= Stated problem =
Repeat word for word everything from the line containing "For the benchmark, mark every instance of the pectoral" to the end of the listing, first and last lines included, and only that.

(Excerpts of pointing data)
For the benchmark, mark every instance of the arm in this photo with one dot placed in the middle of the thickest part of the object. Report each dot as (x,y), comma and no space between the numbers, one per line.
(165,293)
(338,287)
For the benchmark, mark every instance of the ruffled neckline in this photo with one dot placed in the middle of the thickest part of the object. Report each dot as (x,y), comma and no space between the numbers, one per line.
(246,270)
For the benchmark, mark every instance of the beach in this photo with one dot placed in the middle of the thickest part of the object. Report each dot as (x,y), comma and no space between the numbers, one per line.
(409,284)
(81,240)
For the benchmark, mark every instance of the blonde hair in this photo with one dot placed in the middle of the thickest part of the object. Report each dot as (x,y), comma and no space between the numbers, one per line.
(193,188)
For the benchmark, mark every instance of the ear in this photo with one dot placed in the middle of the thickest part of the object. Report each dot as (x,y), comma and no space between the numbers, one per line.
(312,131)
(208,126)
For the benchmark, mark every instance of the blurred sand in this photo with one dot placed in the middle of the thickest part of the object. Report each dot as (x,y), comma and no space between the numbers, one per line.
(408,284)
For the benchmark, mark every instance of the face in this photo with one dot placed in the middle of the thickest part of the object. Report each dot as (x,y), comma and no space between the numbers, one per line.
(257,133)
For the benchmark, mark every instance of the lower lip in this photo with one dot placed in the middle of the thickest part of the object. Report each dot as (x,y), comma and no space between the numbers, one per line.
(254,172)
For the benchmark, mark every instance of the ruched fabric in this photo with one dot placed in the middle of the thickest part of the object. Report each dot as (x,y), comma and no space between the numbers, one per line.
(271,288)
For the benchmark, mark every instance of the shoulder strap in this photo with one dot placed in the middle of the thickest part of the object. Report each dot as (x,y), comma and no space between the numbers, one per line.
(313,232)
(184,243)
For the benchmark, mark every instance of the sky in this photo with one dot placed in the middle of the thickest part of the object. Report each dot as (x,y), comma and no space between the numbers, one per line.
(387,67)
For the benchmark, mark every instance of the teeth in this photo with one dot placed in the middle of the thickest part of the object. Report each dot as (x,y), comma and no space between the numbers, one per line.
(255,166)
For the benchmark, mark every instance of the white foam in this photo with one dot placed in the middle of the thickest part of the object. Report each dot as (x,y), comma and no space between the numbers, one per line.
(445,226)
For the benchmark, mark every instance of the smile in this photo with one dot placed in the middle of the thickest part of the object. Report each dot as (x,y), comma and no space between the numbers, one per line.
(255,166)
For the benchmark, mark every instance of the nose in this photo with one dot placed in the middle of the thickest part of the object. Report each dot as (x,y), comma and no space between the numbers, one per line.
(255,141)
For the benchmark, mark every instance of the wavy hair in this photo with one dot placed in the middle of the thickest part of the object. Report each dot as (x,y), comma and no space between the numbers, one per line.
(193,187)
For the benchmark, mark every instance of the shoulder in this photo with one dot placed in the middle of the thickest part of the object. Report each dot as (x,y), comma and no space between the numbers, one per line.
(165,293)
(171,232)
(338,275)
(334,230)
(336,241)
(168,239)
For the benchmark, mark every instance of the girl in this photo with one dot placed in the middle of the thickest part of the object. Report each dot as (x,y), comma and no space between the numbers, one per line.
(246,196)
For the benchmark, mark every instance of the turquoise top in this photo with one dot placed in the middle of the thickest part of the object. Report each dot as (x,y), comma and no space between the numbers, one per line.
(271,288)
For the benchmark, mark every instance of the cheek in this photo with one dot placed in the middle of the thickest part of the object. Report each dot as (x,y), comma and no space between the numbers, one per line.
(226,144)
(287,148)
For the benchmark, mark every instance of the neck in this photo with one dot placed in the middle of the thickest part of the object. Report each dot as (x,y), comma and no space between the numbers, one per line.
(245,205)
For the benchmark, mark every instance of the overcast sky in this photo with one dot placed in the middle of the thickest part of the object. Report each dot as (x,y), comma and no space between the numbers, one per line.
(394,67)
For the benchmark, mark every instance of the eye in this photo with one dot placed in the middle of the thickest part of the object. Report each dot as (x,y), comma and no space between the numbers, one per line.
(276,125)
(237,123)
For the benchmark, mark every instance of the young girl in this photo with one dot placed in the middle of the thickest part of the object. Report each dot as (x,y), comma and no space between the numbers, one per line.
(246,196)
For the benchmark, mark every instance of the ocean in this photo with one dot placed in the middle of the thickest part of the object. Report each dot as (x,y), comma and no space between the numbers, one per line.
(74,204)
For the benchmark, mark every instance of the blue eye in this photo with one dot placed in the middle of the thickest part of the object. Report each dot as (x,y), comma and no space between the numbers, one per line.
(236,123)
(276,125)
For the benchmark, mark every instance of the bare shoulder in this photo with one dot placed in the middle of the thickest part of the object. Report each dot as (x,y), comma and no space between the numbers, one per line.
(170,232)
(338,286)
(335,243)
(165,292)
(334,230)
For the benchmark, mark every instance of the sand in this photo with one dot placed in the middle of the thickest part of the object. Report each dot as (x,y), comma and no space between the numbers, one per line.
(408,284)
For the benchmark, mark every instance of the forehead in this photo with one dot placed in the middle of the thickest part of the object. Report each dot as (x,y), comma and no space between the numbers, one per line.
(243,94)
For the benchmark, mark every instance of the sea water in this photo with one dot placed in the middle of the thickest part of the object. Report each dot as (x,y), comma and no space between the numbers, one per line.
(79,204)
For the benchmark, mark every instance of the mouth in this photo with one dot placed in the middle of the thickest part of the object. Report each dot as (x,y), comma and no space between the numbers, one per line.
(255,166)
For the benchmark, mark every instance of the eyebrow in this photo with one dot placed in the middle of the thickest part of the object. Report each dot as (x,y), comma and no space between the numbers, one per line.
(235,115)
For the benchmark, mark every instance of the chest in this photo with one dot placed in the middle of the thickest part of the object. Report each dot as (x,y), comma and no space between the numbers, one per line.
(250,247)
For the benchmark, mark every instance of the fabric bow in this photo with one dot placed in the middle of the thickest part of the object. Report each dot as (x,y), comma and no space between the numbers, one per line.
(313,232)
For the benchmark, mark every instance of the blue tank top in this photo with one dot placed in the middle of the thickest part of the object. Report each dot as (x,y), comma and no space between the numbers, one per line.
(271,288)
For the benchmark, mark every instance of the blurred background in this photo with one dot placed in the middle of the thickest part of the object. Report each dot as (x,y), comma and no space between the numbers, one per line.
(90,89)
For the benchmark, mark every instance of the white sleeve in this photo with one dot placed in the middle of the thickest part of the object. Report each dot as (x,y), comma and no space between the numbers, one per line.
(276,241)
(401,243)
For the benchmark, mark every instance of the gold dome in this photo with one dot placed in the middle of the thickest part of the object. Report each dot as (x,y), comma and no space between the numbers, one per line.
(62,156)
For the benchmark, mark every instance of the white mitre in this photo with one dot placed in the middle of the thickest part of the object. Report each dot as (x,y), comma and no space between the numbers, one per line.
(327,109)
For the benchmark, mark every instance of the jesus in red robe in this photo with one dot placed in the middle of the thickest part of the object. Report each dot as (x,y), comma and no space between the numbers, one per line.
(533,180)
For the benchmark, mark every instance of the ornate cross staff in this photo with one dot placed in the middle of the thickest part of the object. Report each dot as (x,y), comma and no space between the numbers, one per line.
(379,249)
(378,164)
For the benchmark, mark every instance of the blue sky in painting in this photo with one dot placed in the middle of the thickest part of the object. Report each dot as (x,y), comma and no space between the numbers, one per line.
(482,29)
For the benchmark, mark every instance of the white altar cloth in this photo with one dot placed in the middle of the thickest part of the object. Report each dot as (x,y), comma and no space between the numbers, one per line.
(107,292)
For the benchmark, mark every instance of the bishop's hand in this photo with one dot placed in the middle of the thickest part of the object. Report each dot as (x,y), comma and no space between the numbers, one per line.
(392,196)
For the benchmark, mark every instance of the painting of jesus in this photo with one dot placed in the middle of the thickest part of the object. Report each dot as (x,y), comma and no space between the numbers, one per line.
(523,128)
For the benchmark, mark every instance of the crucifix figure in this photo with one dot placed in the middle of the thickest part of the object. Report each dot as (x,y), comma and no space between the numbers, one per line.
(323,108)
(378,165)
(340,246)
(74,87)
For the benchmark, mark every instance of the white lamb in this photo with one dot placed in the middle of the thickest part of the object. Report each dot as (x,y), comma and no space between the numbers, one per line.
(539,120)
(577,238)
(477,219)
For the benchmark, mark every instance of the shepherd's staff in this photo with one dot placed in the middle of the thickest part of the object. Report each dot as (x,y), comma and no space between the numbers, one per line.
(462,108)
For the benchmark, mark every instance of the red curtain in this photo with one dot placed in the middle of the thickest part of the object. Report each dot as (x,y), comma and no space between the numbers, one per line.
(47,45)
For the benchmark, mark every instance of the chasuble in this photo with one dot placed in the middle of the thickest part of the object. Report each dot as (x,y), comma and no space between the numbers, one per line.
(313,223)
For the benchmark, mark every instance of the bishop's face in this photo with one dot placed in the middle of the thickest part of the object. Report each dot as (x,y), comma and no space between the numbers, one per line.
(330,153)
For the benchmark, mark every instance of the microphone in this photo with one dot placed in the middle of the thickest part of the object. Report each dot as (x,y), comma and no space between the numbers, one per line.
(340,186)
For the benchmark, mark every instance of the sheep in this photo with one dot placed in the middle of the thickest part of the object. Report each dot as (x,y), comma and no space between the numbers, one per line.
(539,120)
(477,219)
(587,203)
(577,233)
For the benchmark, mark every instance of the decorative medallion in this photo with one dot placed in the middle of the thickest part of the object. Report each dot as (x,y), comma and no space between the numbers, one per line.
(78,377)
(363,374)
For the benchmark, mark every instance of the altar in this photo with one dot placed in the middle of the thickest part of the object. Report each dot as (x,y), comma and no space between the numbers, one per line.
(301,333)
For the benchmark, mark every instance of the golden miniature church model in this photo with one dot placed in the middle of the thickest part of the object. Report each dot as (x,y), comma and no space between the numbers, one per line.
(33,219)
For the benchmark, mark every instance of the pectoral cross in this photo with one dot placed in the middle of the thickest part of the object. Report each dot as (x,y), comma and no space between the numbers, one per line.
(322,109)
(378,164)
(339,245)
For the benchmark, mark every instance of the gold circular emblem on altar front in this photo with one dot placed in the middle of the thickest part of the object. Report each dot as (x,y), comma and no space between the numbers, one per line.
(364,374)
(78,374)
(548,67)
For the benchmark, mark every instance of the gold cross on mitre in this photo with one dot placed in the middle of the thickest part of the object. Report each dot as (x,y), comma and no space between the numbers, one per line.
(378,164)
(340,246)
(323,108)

= Exercise response =
For the benchmark, mark every instance of the pectoral cross in this photo with one dot placed in the middle of the thickest part of the object. Report each dot as (x,y), comma and no space between the numbers, one per line.
(322,109)
(378,164)
(339,245)
For the benchmark, mark every instance of the gold circular emblem on altar front in this photo with one dot placed in the middle of the thickest part of the object. Report each dot as (x,y), comma and no space between the numbers, one per line.
(364,374)
(78,374)
(548,67)
For the benchmark, mark every instance of the gold cross on mitre in this photo with one dot placed in the middle of the thickest part of the object. Report each dot as (x,y), comma and no space between the numbers, one per line.
(378,164)
(340,246)
(323,108)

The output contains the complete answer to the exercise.